This was my ex, and it was the largest factor contributing to our break up.  It was like being a single mother living with a slob-for-a-roommate who refused to lift a finger.

 

Are they constantly forgetting things and counting on their wives to remember everything, plan everything?  

This is my DH.  We have an understanding that I will let him know about things on the calendar as they come up, because he otherwise forgets.  I can't blame him, in a way.  It is a huge undertaking to schedule and keep track of activities for six people, which is why I keep a calendar (on my desk in plain sight of anyone who wants to know what's coming up). 

 

It is a little bit annoying, sometimes, that I have to do all the planning for birthdays/holidays - but then he does other things that I don't do, so I suppose it evens out.  I have given up on trying to cover gift-giving for his family for Christmas, though.  It's just too much on top of everything else.

 

 

This sort of behavior is seen on tv constantly.  It was a huge part of Everybody Loves Raymond.  That show was tremendously popular.  Is that b/c so many people are living this way and can relate, or just b/c it's funny to watch people living that way?  Are women constantly nagging when they shouldn't, or comparing men to some model of perfection?  Do women really store up offenses and bring them up later?

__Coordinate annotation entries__
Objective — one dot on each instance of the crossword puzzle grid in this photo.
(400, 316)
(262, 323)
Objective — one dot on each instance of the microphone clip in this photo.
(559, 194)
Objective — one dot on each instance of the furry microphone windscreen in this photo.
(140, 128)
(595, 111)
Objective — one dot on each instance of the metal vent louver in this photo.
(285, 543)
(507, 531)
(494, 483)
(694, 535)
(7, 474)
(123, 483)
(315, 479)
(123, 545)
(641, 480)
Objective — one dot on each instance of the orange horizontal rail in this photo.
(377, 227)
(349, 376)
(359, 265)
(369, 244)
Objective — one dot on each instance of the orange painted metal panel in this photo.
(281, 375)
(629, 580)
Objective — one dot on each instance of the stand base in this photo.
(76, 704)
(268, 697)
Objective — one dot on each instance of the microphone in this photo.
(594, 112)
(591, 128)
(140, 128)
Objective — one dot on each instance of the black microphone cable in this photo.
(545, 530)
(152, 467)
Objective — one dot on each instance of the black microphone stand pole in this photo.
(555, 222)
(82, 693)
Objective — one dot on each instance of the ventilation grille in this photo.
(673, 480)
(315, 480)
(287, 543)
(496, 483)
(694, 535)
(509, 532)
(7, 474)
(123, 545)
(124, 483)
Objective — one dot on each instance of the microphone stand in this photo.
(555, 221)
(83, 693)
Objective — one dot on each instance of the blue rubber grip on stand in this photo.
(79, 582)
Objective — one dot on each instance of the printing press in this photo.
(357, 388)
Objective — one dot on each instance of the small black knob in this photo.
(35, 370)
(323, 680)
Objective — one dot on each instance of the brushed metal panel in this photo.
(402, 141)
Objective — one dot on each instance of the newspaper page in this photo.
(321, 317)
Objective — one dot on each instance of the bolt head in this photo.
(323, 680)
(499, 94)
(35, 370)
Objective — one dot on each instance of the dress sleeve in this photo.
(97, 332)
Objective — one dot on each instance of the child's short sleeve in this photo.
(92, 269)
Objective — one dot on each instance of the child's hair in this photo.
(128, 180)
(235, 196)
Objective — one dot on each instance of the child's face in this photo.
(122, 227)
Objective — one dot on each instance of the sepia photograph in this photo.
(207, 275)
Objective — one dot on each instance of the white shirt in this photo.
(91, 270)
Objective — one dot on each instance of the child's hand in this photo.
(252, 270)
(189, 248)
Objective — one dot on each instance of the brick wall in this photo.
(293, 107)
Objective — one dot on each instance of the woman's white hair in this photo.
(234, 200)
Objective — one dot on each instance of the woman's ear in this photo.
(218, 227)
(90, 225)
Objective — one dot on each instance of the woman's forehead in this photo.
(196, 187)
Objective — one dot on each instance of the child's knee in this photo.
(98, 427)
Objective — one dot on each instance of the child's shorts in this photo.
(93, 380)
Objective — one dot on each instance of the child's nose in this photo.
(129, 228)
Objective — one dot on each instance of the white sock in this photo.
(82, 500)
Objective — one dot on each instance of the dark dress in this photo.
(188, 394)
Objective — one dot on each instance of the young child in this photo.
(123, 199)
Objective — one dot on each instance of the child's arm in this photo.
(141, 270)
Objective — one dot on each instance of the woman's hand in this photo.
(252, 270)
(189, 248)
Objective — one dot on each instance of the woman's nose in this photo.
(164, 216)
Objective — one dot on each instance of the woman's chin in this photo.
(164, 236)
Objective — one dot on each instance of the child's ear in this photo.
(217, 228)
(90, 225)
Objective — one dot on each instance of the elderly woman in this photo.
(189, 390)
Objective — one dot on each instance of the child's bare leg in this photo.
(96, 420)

__Short problem__
Could you pick up the post about husbands who leave the household planning to their wives and carry it on from the point where it stops?

__Expected answer__
 

Irl, I've seen those dynamics break up a marriage.  A friend recently told me her husband's lack of involvement in family life was a huge contributor to her impending divorce.   She got tired of trying to make him pay attention and gave up.  They were living separate lives for quite some time before the break up.  How many men are really like that?  Is it a basic part of being a man/husband today?  Has this been a shift in behavior, or have men always been like that?  Are they given a free pass b/c people expect them to be like that?  Another discussion w/ my mother (besides the 'honey' comments--see 'Do you think' thread) has me wondering.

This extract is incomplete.